*** Opening Source records ***
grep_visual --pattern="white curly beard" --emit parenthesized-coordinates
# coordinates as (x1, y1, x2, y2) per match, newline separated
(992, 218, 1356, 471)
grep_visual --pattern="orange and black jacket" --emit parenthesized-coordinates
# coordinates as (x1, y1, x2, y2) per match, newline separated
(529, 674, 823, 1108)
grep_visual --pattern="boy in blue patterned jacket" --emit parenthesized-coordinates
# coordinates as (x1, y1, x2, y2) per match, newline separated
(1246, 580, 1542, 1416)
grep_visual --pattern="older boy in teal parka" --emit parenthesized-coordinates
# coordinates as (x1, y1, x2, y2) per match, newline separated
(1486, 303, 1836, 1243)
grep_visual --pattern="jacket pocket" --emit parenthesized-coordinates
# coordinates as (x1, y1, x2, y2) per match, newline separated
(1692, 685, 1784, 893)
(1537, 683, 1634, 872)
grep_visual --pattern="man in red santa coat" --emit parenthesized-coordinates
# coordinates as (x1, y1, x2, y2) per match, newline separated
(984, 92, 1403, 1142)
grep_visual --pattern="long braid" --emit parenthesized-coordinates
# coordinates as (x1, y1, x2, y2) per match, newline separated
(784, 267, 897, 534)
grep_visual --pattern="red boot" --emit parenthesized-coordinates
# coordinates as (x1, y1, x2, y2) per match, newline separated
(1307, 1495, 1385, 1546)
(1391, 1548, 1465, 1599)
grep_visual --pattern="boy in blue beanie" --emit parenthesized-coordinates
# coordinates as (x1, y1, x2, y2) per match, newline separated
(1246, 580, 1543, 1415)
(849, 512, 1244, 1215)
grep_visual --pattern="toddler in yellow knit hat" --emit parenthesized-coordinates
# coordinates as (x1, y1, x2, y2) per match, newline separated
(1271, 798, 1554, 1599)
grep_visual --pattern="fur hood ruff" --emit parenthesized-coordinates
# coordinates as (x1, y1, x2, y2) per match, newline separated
*** Closing Source records ***
Exactly as written, copy out all the entries above.

__Task output__:
grep_visual --pattern="white curly beard" --emit parenthesized-coordinates
# coordinates as (x1, y1, x2, y2) per match, newline separated
(992, 218, 1356, 471)
grep_visual --pattern="orange and black jacket" --emit parenthesized-coordinates
# coordinates as (x1, y1, x2, y2) per match, newline separated
(529, 674, 823, 1108)
grep_visual --pattern="boy in blue patterned jacket" --emit parenthesized-coordinates
# coordinates as (x1, y1, x2, y2) per match, newline separated
(1246, 580, 1542, 1416)
grep_visual --pattern="older boy in teal parka" --emit parenthesized-coordinates
# coordinates as (x1, y1, x2, y2) per match, newline separated
(1486, 303, 1836, 1243)
grep_visual --pattern="jacket pocket" --emit parenthesized-coordinates
# coordinates as (x1, y1, x2, y2) per match, newline separated
(1692, 685, 1784, 893)
(1537, 683, 1634, 872)
grep_visual --pattern="man in red santa coat" --emit parenthesized-coordinates
# coordinates as (x1, y1, x2, y2) per match, newline separated
(984, 92, 1403, 1142)
grep_visual --pattern="long braid" --emit parenthesized-coordinates
# coordinates as (x1, y1, x2, y2) per match, newline separated
(784, 267, 897, 534)
grep_visual --pattern="red boot" --emit parenthesized-coordinates
# coordinates as (x1, y1, x2, y2) per match, newline separated
(1307, 1495, 1385, 1546)
(1391, 1548, 1465, 1599)
grep_visual --pattern="boy in blue beanie" --emit parenthesized-coordinates
# coordinates as (x1, y1, x2, y2) per match, newline separated
(1246, 580, 1543, 1415)
(849, 512, 1244, 1215)
grep_visual --pattern="toddler in yellow knit hat" --emit parenthesized-coordinates
# coordinates as (x1, y1, x2, y2) per match, newline separated
(1271, 798, 1554, 1599)
grep_visual --pattern="fur hood ruff" --emit parenthesized-coordinates
# coordinates as (x1, y1, x2, y2) per match, newline separated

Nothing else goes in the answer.